* _Task brief_: Copy the stretch of the listing below from the line containing "Where can the wristwatch" through the end of the listing, word for word and including both ends.

* _Data for processing_:
- - -
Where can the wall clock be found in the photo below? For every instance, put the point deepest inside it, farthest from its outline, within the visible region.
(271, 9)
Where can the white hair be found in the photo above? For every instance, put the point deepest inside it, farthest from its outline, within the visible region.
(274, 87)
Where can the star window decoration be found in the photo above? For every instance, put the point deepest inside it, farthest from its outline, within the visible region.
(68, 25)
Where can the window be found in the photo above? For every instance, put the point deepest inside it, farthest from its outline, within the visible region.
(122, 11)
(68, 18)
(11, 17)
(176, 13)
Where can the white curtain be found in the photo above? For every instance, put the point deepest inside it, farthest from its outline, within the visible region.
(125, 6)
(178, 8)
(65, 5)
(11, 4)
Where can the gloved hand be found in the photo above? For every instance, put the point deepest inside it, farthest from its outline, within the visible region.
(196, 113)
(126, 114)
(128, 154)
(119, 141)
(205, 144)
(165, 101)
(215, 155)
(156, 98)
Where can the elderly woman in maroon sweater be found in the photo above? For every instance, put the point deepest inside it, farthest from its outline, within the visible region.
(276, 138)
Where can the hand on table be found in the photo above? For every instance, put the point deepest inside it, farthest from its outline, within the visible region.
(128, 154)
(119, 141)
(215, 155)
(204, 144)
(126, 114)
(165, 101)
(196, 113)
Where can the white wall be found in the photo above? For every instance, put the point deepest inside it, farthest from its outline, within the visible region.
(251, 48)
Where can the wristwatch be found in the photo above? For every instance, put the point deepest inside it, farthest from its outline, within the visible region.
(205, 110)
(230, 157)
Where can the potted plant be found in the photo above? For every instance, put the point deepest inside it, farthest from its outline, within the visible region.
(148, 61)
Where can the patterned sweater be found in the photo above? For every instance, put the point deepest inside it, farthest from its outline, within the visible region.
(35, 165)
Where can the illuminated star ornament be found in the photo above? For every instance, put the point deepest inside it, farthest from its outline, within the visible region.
- - -
* _Solution to this exercise_:
Where can the wristwatch be found in the photo above? For every instance, put the point deepest inside it, farthest from its outline, within the visible region.
(205, 110)
(230, 157)
Where can the potted plant be found in the photo above? For every instance, put the point deepest inside it, farthest from its outline, within the visible region.
(148, 61)
Where can the patterned sweater be found in the photo above? For every instance, put the point deepest inside it, farthest from its outline, within the visible region.
(35, 165)
Where can the illuminated star ornament be found in the photo above? For every instance, put the point deepest inside it, farthest from its outline, within the visible region.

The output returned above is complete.